Excerpt to read ::
§

Anyway, try not to worry about it, and just do what you can. Here are a few thoughts on what to do:
- Just do what you can. 30 min on an indoor trainer before work is way better than nothing at all.
- Commute by bike or foot. Take the long way home, or stop by the gym.
- Stop by the gym on your lunch break. Do some strength work or a quick 30m interval session.
- Work on your weak spots. Do some core work, strength exercises.
- Focus on intensity. After a warm-up, doing sprints, 30 sec efforts, or 1 min efforts with short recovery is almost certainly the most efficient way to train when you’re temporarily tight on time.
If you’re stuck on a trainer or treadmill, then consider condensing the hard work of a longer ride into a quick few minutes of discomfort with short intervals or a few longer high-aerobic efforts. Basically, if you can’t train for 2 or 3 or 4 hours, then focusing on intensity will do the most for your fitness in the least amount of time. You’ll engage your muscles at a high level, create more metabolic stresses on your body, and get your heart and lungs to work at a high level. Basically, you’ll train your nervous system, your mitochondria, and your cardio-pulmonary systems at a high level for a short time, yielding far more improvements in your fitness than if you were to just do a steady session of “endurance” or “conversational” paced training for 30-40 min.
Consider the following workout suggestions to squeeze in a decent amount of training in a short period of time:
- 10-15m steady to get warmed up
- 5-10m alternating steady with some tempo or short accelerations to get ready to ride hard
- workout (do one of the following):
- 2-4 sets 5×30 sec hard, 30 sec easy
- 2×3 min threshold, 4-6×1 min hard/maximal, 2-3 min easy between
- 2×4 min threshold, 2×2 min VO2/hard, 2m easy
- 3-4×6-8 min tempo easing into threshold, finishing the effort as it becomes highly uncomfortable, 2 min easy
- 4 min threshold, 8×20 sec hard, 40 sec easy, 4 min threshold, 2 min VO2/hard, 2 min easy between efforts or sets
- 6-8 min tempo, 2×2 min VO2, 4-6 min threshold, 6×30 sec hard, 30 sec easy, 2 min easy between efforts or sets
- 5-10m easy spinning to cool down
If you’re tight on time, and you’re trying to develop your high-end fitness more, then try to get in more intense workouts if you can and make sure that you have a bit of a snack or meal after your workouts, nothing crazy, but just a few calories, some protein, and fluids will be good. If you’re trying to focus more in building endurance, but you’re tight on time and can’t work out that long, then you may experiment with training in the morning before you eat breakfast, skipping breakfast and training on your lunch hour, and/or limiting your carbohydrate intake a couple of days each week… all of these things will encourage your body to be in a hormonal state that favors fat metabolism and mitochondria production (i.e it encourages general aerobic/endurance fitness). If you rely on a high-carbohydrate diet all of the time, and you aren’t training at a high volume, you’re giving yourself a handicap by preventing your body from ever having to fully develop better fat-burning capabilities. If you’re a professional athlete or have a very flexible schedule and can train 4-6 hours a couple times a week or get in 20 hour training weeks, then you’ll be training at least several hours each week with relatively low glycogen. But, if you’re training 1-1.5 hours 3-4 days/week and 2-3 hours once per week, then you’re never really requiring your body to work out much or at all in a glycogen depleted state, which is perhaps the most significant stressor that makes us develop better endurance and increases our fat-burning capacity.
Don’t worry, just try to get it done. Even if you just carve out 30 minutes every day or every other day to do something, you’ll be way ahead of where you’d be without that 30 minutes, and it’s something that most of us can make time for.

§

Dataset excerpts ::
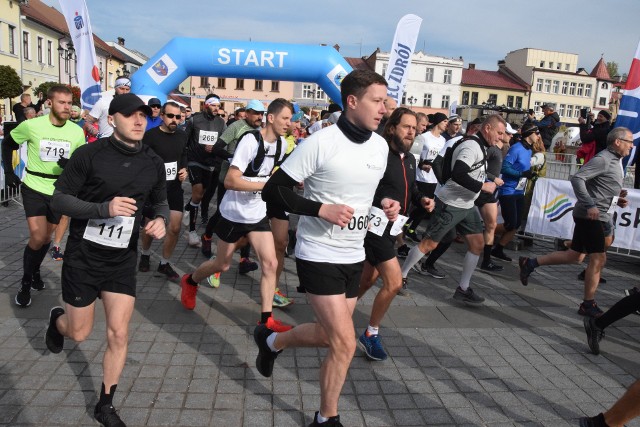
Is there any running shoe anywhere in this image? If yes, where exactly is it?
[31,270,45,291]
[480,261,504,273]
[309,411,344,427]
[273,288,293,308]
[491,248,513,262]
[158,263,180,280]
[358,331,387,361]
[578,301,604,319]
[238,258,258,274]
[253,324,282,377]
[200,234,211,258]
[93,405,127,427]
[207,273,220,289]
[188,231,202,248]
[398,243,411,259]
[264,316,293,332]
[44,307,64,354]
[518,256,534,286]
[49,246,64,261]
[180,274,198,310]
[453,286,484,305]
[138,255,151,273]
[578,269,607,284]
[582,316,604,356]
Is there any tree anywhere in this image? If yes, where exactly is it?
[0,65,23,99]
[607,61,619,79]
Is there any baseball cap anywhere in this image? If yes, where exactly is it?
[109,93,151,116]
[247,99,267,113]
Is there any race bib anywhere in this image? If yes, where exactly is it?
[40,139,71,162]
[82,216,135,249]
[369,206,389,236]
[198,130,218,145]
[331,205,369,240]
[164,162,178,181]
[389,215,409,236]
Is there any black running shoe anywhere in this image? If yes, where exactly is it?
[93,405,127,427]
[138,255,151,273]
[253,323,282,377]
[44,307,64,354]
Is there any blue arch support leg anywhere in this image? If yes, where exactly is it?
[131,37,352,106]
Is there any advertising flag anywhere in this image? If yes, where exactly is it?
[60,0,101,110]
[384,14,422,105]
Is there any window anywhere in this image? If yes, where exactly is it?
[444,70,453,83]
[47,40,52,68]
[422,93,431,107]
[302,84,314,99]
[37,37,43,64]
[424,68,433,82]
[584,84,593,98]
[22,31,31,61]
[9,25,16,55]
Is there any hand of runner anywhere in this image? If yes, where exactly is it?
[109,197,138,217]
[380,197,400,221]
[318,204,355,227]
[144,217,167,239]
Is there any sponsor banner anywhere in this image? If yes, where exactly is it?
[525,178,640,251]
[384,14,422,105]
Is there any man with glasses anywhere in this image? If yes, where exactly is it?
[518,127,633,318]
[138,101,187,280]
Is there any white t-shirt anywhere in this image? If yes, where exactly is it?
[89,96,113,138]
[416,132,445,184]
[436,137,487,209]
[282,126,389,264]
[220,134,287,224]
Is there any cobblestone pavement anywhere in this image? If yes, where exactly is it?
[0,198,640,427]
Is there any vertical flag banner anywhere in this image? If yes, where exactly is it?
[616,38,640,168]
[60,0,101,110]
[384,15,422,105]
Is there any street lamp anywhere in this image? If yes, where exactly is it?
[58,40,78,86]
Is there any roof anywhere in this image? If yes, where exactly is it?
[590,58,612,80]
[460,68,529,92]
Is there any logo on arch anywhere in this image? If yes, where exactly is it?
[147,53,178,84]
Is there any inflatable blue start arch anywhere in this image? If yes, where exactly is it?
[131,37,351,105]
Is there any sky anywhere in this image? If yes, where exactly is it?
[44,0,640,74]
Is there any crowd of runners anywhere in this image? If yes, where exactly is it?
[2,70,640,427]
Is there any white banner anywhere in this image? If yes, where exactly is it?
[384,15,422,105]
[525,178,640,250]
[60,0,101,110]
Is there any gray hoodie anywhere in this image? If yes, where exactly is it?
[571,148,624,222]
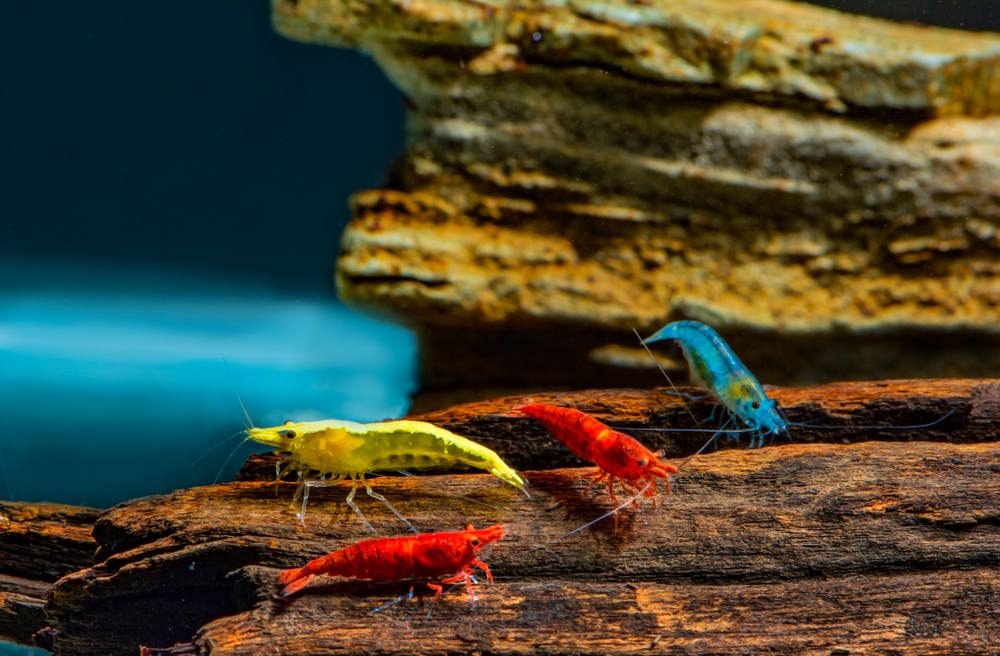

§

Exercise 1 ::
Please rewrite the paragraph of the training text that begins "If you're stuck on a trainer or treadmill" as a short bulleted list, keeping its main facts.
Exercise 2 ::
Write out everything in the training text from "- Stop by the" down to "tight on time.", switching "lunch break" to "afternoon break".
Exercise 3 ::
Answer these questions from the training text:
(a) How long is the steady riding suggested at the start of a workout to warm up?
(b) What is suggested at the end of a workout to cool down?
(c) For someone building high-end fitness, what should follow the workouts?

Final answer 1 ::
- On a trainer or treadmill, condense a long ride's hard work into a few minutes of short intervals or a few longer high-aerobic efforts.
- When 2–4 hours of training isn't possible, focusing on intensity does the most for fitness in the least time.
- High intensity engages the muscles, adds metabolic stress, and works the heart and lungs hard.
- It trains the nervous system, mitochondria, and cardio-pulmonary systems at a high level for a short time.
- This yields far more fitness gains than 30–40 minutes of steady "endurance" or "conversational" pace.

Final answer 2 ::
- Stop by the gym on your afternoon break. Do some strength work or a quick 30m interval session.
- Work on your weak spots. Do some core work, strength exercises.
- Focus on intensity. After a warm-up, doing sprints, 30 sec efforts, or 1 min efforts with short recovery is almost certainly the most efficient way to train when you’re temporarily tight on time.

Final answer 3 ::
(a) 10–15 minutes.
(b) 5–10 minutes of easy spinning.
(c) A bit of a snack or meal with a few calories, some protein, and fluids.